__Exercise brief__
Please rewrite the listing from the line containing "Where can the open" through the end of the listing, keeping the requests and both end lines. Multiply every point coordinate in the answers by 2.4 and round to whole numbers, halves up.

__Data for this task__
>>>>>

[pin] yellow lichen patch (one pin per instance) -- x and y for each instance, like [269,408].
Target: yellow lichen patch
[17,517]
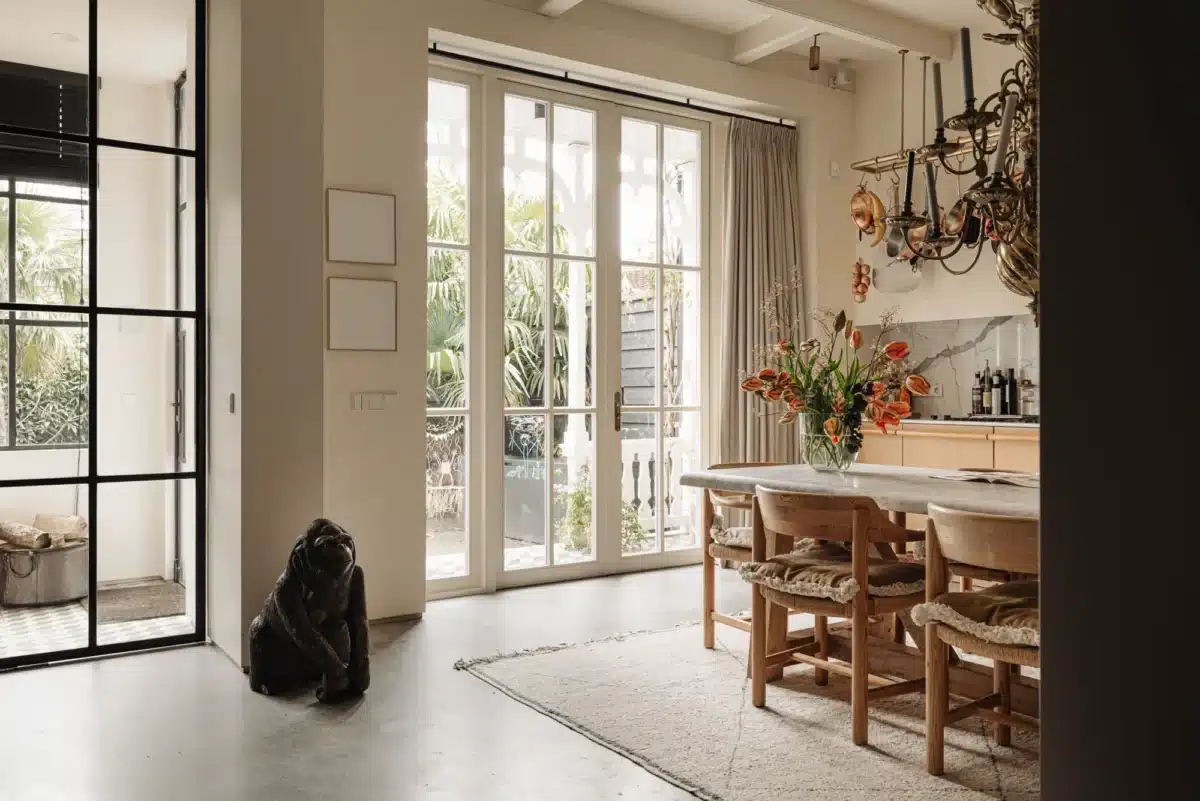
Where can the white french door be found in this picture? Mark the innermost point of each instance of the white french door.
(568, 254)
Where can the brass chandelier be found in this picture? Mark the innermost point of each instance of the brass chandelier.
(1001, 205)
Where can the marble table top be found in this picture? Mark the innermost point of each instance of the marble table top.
(894, 488)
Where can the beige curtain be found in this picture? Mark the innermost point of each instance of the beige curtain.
(762, 250)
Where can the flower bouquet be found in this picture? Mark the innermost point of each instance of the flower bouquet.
(825, 386)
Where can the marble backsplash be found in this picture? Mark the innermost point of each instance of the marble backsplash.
(951, 351)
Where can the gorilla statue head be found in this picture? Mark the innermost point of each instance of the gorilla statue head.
(325, 550)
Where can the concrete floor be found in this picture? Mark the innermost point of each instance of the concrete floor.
(183, 726)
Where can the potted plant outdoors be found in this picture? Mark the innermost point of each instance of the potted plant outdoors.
(825, 387)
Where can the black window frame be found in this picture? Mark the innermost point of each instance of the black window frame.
(90, 142)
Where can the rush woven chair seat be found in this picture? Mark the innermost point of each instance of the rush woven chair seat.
(1000, 622)
(837, 576)
(724, 542)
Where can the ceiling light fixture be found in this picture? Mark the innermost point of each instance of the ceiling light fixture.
(1002, 202)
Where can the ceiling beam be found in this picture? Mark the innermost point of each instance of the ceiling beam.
(868, 25)
(772, 35)
(557, 7)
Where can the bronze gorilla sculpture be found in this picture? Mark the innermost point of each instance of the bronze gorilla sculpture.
(313, 626)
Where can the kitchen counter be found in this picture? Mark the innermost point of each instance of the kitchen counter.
(924, 421)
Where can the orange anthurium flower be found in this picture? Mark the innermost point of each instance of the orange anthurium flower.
(753, 384)
(917, 385)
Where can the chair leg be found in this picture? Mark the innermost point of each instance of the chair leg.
(821, 632)
(759, 648)
(709, 603)
(937, 678)
(859, 669)
(1002, 684)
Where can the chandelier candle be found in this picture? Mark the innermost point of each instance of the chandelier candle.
(967, 80)
(939, 116)
(935, 215)
(1006, 131)
(907, 184)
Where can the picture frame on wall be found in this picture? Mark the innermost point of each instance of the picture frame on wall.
(360, 227)
(361, 314)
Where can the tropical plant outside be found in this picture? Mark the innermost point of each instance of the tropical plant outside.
(51, 392)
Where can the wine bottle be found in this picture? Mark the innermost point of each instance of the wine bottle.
(985, 389)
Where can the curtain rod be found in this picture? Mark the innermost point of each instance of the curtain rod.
(567, 78)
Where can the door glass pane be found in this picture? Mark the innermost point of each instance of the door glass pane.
(639, 482)
(136, 236)
(681, 445)
(138, 595)
(51, 395)
(681, 197)
(448, 163)
(525, 331)
(525, 174)
(143, 47)
(639, 191)
(52, 247)
(43, 592)
(137, 421)
(445, 497)
(681, 338)
(639, 335)
(574, 499)
(574, 339)
(574, 181)
(525, 492)
(445, 338)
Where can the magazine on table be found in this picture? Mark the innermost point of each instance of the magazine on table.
(1029, 480)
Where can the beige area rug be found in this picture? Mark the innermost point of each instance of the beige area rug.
(684, 714)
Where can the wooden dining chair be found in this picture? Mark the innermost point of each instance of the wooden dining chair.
(825, 580)
(1000, 622)
(724, 543)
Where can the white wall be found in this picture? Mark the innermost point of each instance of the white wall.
(940, 295)
(135, 373)
(376, 71)
(267, 205)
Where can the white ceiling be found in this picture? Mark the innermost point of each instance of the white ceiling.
(142, 41)
(730, 17)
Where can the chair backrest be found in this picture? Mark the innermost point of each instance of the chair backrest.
(993, 541)
(825, 517)
(730, 499)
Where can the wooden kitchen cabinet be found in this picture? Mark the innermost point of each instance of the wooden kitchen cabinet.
(947, 446)
(880, 447)
(1017, 449)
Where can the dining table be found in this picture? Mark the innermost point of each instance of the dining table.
(895, 644)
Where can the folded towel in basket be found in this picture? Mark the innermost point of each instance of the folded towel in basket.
(24, 536)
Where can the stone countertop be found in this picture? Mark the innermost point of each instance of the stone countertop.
(923, 421)
(894, 488)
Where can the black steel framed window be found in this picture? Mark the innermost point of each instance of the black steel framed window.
(49, 158)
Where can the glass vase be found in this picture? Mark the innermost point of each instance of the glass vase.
(819, 450)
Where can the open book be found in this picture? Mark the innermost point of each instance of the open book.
(1029, 480)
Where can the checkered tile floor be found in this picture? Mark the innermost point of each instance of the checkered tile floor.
(42, 630)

<<<<<

__Right answer__
Where can the open book be found in this picture? Mark the innermost point of each instance of the open book.
(2470, 1152)
Where can the checkered tile floor be found in this picture? Mark the innermost point of each instance of the checkered tile floor.
(101, 1512)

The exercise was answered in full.